◆ **Exercise instructions**
**a)** In the endianness thread, in what order does s_write_uint32() store the bytes of the input value?
**b)** From the endianness thread, extract the passage starting at "Say I am reading" and ending at "memory called p.".
**c)** Continue the endianness thread from where it stops.

◆ **Selected text**
Is reading one byte at a time endianness agnostic regardless of value size?

Question

Say I am reading and writing uint32_t values to and from a stream. If I read/write one byte at a time to/from a stream and shift each byte like the below examples, will the results be consistent regardless of machine endianness?

In the examples here the stream is a buffer in memory called p.

static uint32_t s_read_uint32(uint8_t** p)
{
    uint32_t value;
    value  = (*p)[0];
    value |= (((uint32_t)((*p)[1])) << 8);
    value |= (((uint32_t)((*p)[2])) << 16);
    value |= (((uint32_t)((*p)[3])) << 24);
    *p += 4;
    return value;
}

static void s_write_uint32(uint8_t** p, uint32_t value)
{
    (*p)[0] = value & 0xFF;
    (*p)[1] = (value >> 8 ) & 0xFF;
    (*p)[2] = (value >> 16) & 0xFF;
    (*p)[3] = value >> 24;
    *p += 4;
}

I don't currently have access to a big-endian machine to test this out, but the idea is if each byte is written one at a time each individual byte can be independently written or read from the stream. Then the CPU can handle endianness by hiding these details behind the shifting operations. Is this true, and if not could anyone please explain why not?

Answer 1

If I read/write one byte at a time to/from a stream and shift each byte like the below examples, will the results be consistent regardless of machine endianness?

Yes. Your s_write_uint32() function stores the bytes of the input value in order from least significant to most significant, regardless of their order in the native representation of that value. Your s_read_uint32() correctly reverses this process, regardless of the underlying representation of uint32_t. These work because

• the behavior of the shift operators (<<, >>) is defined in terms of the value of the left operand, not its representation
• the & 0xff masks off all bits of the left operand but those of its least-significant byte, regardless of the value's representation (because 0xff has a matching representation), and
• the |= operations just put the bytes into the result; the positions are selected, appropriately, by the preceding left shift. This might be more clear if += were used instead, but the result would be no different.

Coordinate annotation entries
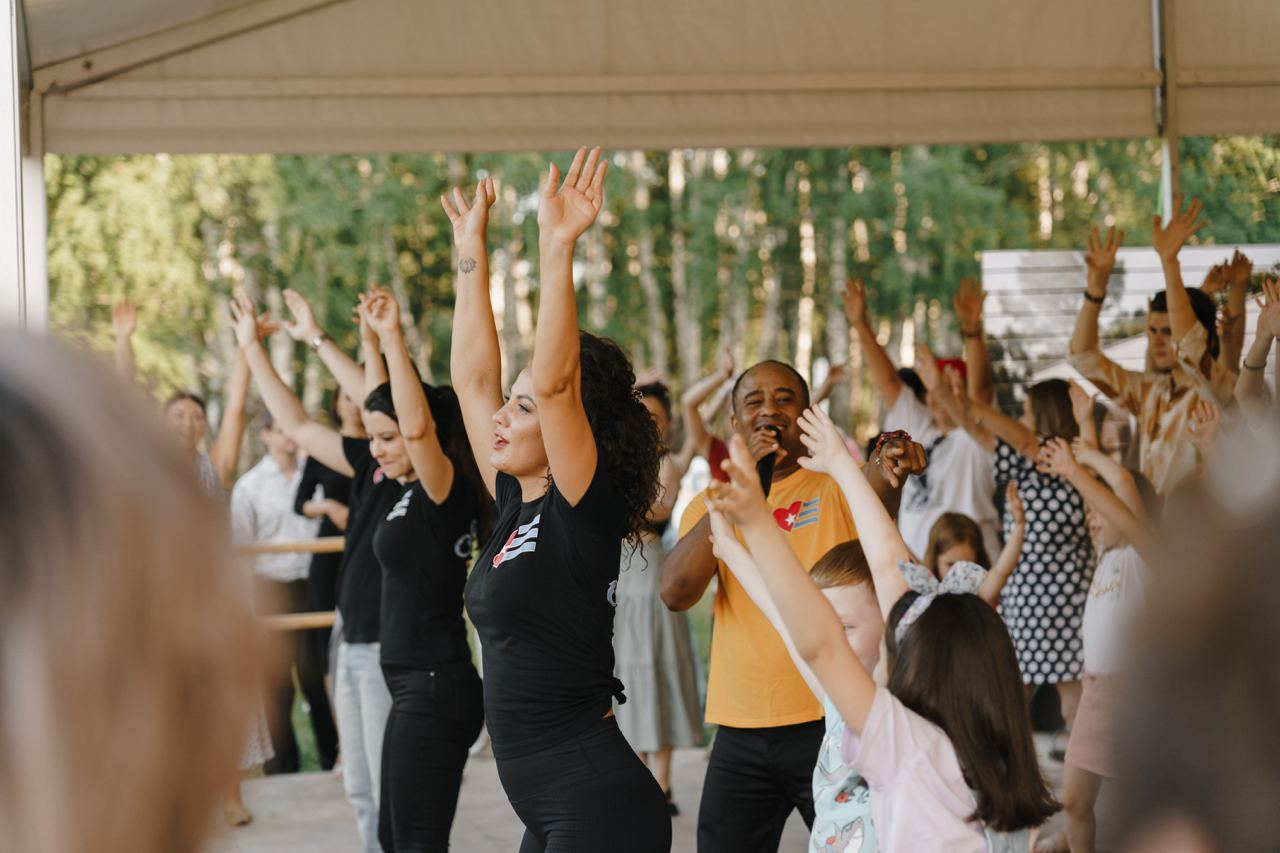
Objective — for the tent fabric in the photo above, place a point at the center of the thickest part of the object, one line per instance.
(336, 76)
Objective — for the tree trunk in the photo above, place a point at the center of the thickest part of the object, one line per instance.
(645, 261)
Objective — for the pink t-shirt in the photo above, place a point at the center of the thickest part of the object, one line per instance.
(920, 799)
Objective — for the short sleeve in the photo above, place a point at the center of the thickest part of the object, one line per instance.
(910, 414)
(600, 507)
(1124, 387)
(694, 512)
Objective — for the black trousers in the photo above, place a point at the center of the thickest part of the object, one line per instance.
(588, 794)
(302, 655)
(435, 716)
(754, 779)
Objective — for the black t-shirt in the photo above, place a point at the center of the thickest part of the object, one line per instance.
(337, 487)
(424, 548)
(360, 579)
(542, 597)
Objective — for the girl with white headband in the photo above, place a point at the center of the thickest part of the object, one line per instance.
(946, 748)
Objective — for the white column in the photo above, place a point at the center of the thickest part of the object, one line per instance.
(13, 295)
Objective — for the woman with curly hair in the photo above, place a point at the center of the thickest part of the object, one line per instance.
(572, 460)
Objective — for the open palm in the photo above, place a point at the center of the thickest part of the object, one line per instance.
(563, 214)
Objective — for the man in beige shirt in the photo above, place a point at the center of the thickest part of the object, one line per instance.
(1182, 351)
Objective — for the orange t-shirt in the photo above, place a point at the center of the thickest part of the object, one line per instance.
(752, 682)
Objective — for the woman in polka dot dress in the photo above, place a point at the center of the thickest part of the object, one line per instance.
(1043, 602)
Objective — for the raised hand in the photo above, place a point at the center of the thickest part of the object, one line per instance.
(823, 441)
(563, 214)
(1269, 305)
(1202, 428)
(382, 311)
(247, 324)
(1169, 240)
(899, 459)
(1082, 404)
(1056, 457)
(740, 500)
(967, 304)
(302, 325)
(124, 319)
(470, 220)
(855, 301)
(1101, 258)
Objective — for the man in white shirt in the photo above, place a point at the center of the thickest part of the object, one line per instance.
(263, 511)
(960, 475)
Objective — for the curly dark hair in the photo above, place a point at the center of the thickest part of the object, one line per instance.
(626, 438)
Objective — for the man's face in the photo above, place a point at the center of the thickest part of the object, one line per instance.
(1160, 341)
(771, 397)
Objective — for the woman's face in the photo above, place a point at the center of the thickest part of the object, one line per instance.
(187, 420)
(517, 433)
(387, 446)
(659, 416)
(348, 414)
(961, 552)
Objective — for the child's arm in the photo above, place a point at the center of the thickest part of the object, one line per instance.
(1057, 459)
(882, 543)
(1004, 566)
(809, 619)
(740, 562)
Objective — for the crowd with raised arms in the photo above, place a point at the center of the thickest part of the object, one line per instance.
(881, 620)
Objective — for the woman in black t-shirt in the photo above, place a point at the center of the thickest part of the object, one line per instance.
(572, 460)
(424, 546)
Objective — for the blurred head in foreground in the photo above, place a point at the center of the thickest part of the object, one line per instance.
(1200, 756)
(127, 649)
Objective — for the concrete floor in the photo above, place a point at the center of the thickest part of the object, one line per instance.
(309, 813)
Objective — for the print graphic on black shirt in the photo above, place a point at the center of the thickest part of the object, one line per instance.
(542, 597)
(522, 539)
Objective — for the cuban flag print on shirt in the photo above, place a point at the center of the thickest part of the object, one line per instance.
(524, 539)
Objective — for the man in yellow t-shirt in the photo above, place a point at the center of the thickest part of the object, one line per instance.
(769, 723)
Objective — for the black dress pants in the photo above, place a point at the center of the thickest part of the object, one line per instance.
(754, 779)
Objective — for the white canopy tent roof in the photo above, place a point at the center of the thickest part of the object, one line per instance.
(339, 76)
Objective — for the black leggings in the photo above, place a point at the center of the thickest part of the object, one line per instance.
(435, 716)
(585, 796)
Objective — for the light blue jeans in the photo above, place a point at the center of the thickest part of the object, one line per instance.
(361, 703)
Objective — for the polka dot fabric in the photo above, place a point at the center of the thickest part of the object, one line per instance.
(1043, 602)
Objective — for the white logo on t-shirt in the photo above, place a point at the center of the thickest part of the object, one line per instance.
(401, 507)
(524, 539)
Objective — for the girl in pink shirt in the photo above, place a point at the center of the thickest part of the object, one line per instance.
(946, 747)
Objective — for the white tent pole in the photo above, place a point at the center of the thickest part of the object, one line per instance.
(1170, 167)
(13, 296)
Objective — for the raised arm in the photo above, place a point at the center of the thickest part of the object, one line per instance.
(883, 373)
(1100, 259)
(475, 359)
(1168, 241)
(316, 439)
(696, 437)
(563, 214)
(304, 327)
(417, 428)
(1006, 562)
(812, 623)
(968, 305)
(882, 543)
(1252, 382)
(1057, 459)
(224, 452)
(740, 562)
(124, 323)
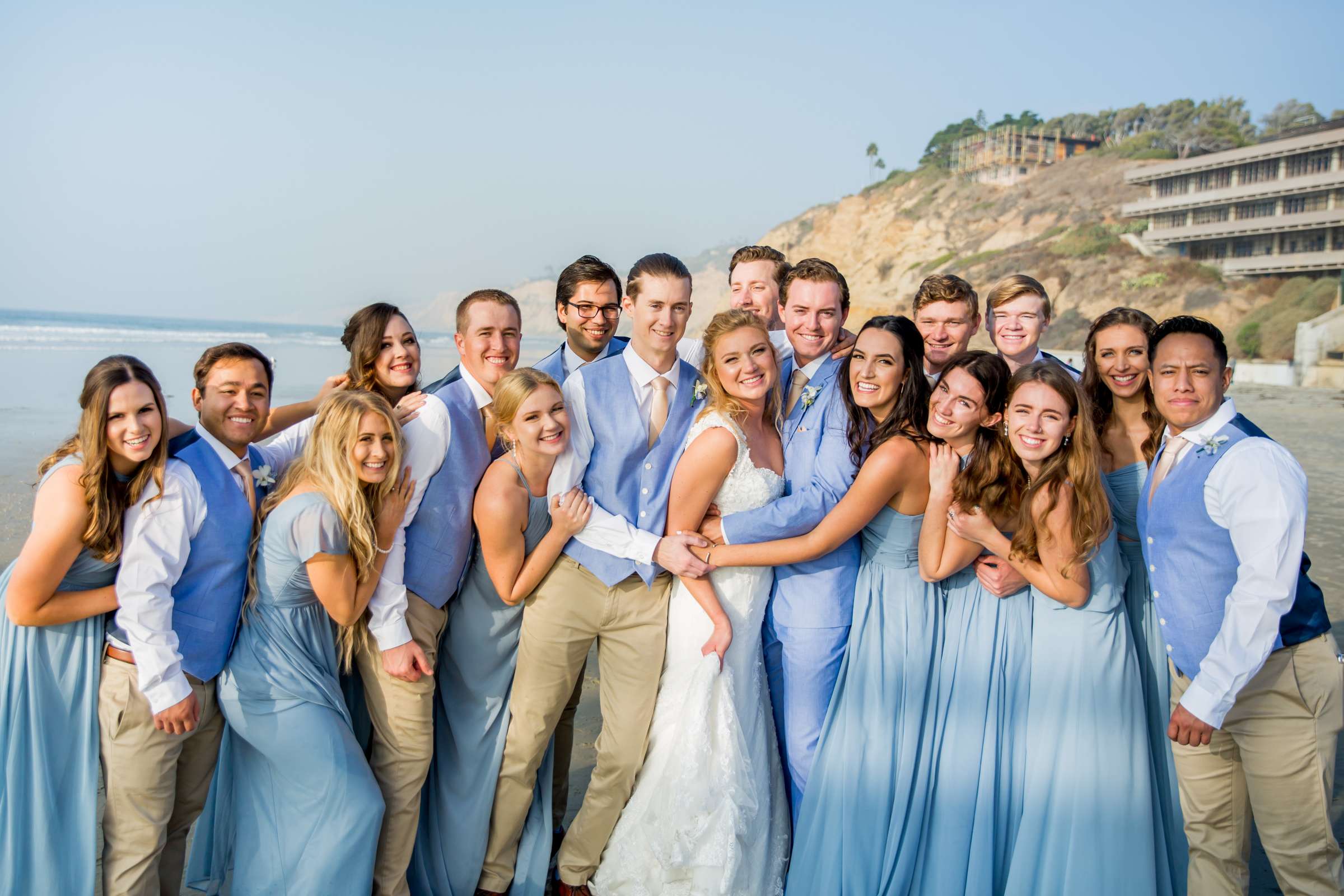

◆ **Answers by task**
**a)** From least significant to most significant.

**b)**
Say I am reading and writing uint32_t values to and from a stream. If I read/write one byte at a time to/from a stream and shift each byte like the below examples, will the results be consistent regardless of machine endianness?

In the examples here the stream is a buffer in memory called p.

**c)**
Note, however, that to some extent, you are reinventing the wheel. POSIX defines a function pair htonl() and nothl() -- supported also on many non-POSIX systems -- for dealing with byte-order issues in four-byte numbers. The idea is that when sending, everyone uses htonl() to convert from host byte order (whatever that is) to network byte order (big endian) and sends the resulting four-byte buffer. On receipt, everyone accepts four bytes into one number, then uses ntohl() to convert from network to host byte order.

Answer 2

It'll work but a memcpy followed by a conditional byteswap will give you much better codegen for the write function.

#include <stdint.h>
#include <string.h>

#define LE (((char*)&(uint_least32_t){1})[0]) // little endian ? 
void byteswap(char*,size_t);

uint32_t s2_read_uint32(uint8_t** p)
{
    uint32_t value;
    memcpy(&value,*p,sizeof(value));
    if(!LE) byteswap(&value,4);
    return *p+=4, value;
}

 void s2_write_uint32(uint8_t** p, uint32_t value)
{
    memcpy(*p,&value,sizeof(value));
    if(!LE) byteswap(*p,4);
    *p+=4;
}

Gcc since the 8th series (but not clang) can eliminate this shifts on a little-endian platforms, but you should help it by restrict-qualifying the doubly-indirect pointer to the destination, or else it might think that a write to (*p)[0] can invalidate *p (uint8_t is a char type and therefore permitted to alias anything).

void s_write_uint32(uint8_t** restrict p, uint32_t value)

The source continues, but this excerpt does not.